§ Information given
::::::::::
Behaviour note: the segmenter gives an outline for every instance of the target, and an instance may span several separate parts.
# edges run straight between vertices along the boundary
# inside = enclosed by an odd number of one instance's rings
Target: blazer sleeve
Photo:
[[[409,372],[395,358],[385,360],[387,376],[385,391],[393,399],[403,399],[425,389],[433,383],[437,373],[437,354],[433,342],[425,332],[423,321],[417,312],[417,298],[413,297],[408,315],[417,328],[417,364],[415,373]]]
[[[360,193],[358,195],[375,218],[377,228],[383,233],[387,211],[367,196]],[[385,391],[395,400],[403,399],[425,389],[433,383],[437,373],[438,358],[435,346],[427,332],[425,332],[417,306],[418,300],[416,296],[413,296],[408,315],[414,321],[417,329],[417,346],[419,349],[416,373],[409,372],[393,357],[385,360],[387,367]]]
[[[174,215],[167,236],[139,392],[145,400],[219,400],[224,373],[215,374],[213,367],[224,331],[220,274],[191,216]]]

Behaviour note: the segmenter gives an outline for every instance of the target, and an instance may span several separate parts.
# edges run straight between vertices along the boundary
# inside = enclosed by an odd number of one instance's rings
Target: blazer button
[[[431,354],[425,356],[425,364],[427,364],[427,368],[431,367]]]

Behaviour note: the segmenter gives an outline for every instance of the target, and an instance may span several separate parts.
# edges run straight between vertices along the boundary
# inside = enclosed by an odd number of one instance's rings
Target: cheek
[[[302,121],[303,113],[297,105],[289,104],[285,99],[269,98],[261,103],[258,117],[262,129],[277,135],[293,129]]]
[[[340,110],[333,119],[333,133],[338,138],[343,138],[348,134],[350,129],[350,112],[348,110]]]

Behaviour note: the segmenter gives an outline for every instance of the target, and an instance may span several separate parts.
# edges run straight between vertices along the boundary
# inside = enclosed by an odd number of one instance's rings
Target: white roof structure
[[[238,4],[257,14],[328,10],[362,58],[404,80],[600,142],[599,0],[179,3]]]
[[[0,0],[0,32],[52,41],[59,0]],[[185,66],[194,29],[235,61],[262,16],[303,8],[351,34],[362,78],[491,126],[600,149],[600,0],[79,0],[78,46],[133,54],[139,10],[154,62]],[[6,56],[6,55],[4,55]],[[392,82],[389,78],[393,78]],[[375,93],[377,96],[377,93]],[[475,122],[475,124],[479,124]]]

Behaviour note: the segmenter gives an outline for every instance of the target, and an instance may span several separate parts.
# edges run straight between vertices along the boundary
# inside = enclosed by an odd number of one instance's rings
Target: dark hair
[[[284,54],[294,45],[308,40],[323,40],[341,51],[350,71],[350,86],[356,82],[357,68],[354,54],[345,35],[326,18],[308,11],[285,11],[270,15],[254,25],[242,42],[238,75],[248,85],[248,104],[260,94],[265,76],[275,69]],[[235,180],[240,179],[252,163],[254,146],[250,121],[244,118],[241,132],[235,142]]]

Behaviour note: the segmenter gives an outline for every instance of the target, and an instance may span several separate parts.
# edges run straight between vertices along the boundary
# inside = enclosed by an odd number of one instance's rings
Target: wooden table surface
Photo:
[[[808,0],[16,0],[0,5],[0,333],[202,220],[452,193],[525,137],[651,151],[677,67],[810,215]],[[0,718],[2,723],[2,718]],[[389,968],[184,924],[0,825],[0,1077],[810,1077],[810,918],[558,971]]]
::::::::::
§ Activity
Each entry is to be returned in full, character for character.

§ Answer section
Behaviour note: the segmenter gives an outline for every instance of the target, and an instance may span several separate parts.
# edges run straight between vertices along the boundary
# inside = enclosed by an odd number of one instance's rings
Target: blazer sleeve
Photo:
[[[409,372],[395,358],[385,360],[387,376],[385,391],[393,399],[403,399],[425,389],[433,383],[437,373],[437,354],[433,342],[425,332],[423,321],[417,312],[417,298],[413,297],[408,315],[417,328],[417,364],[415,373]]]
[[[360,193],[358,195],[375,218],[377,228],[383,233],[387,211],[367,196]],[[385,391],[395,400],[403,399],[425,389],[433,383],[437,373],[438,358],[435,346],[427,332],[425,332],[417,306],[418,300],[416,296],[413,296],[408,315],[414,321],[417,329],[417,346],[419,349],[416,373],[409,372],[393,357],[385,360],[387,367]]]
[[[174,215],[167,236],[139,392],[145,400],[219,400],[224,373],[215,374],[213,367],[224,331],[220,274],[191,216]]]

Behaviour note: the segmenter gives an outline for every instance of the target, and an instance may span several separate parts.
# edges run straight between vertices along the boundary
# inside = enclosed by an odd number of one instance's rings
Target: blazer button
[[[431,354],[425,356],[425,364],[427,364],[427,368],[431,367]]]

Behaviour note: the segmenter gives an outline for every instance of the target, and an instance may span several separate parts.
# edges run straight between vertices along the boundary
# inside = enclosed by an odd number of one instance's rings
Target: cheek
[[[302,121],[303,113],[297,105],[289,104],[285,99],[269,98],[261,103],[258,117],[262,129],[277,135],[293,129]]]
[[[340,110],[333,119],[333,133],[338,138],[343,138],[348,134],[350,129],[350,112],[348,110]]]

Behaviour note: the segmenter gives an outline for every instance of the target, and an instance may span several separate parts.
# edges run straight between vertices along the boundary
# inside = enclosed by an odd number of one instance's rings
Target: white roof structure
[[[238,4],[257,14],[328,10],[362,58],[404,80],[600,142],[599,0],[179,3]]]
[[[0,0],[0,32],[52,41],[59,0]],[[185,66],[194,29],[235,61],[262,16],[303,8],[351,34],[362,78],[491,126],[600,149],[600,0],[79,0],[78,46],[133,54],[139,10],[154,62]],[[6,56],[6,55],[4,55]],[[392,82],[389,78],[393,78]],[[375,93],[377,96],[377,93]],[[475,122],[475,124],[479,124]]]

Behaviour note: the segmenter gives an outline for every instance of the target, and an instance may span several separate parts.
# edges run straight between vertices along the boundary
# inside = enclosed by an odd number of one instance's rings
Target: dark hair
[[[284,54],[294,45],[308,40],[323,40],[341,51],[350,71],[350,86],[356,82],[357,68],[354,54],[345,35],[326,18],[308,11],[285,11],[270,15],[254,25],[242,42],[238,75],[248,85],[248,104],[260,94],[265,76],[275,69]],[[235,180],[240,179],[252,163],[254,146],[250,121],[244,118],[241,132],[235,142]]]

Behaviour note: the segmenter gives an outline for every instance of the target, and an instance may span several separate parts.
# edges run straight between vertices along the boundary
# inside = enclosed by an odd number of one instance's rings
Target: wooden table surface
Photo:
[[[808,0],[16,0],[0,5],[0,333],[202,220],[452,193],[525,137],[651,151],[677,67],[810,215]],[[0,718],[2,723],[2,718]],[[389,968],[184,924],[0,825],[0,1077],[810,1077],[810,918],[558,971]]]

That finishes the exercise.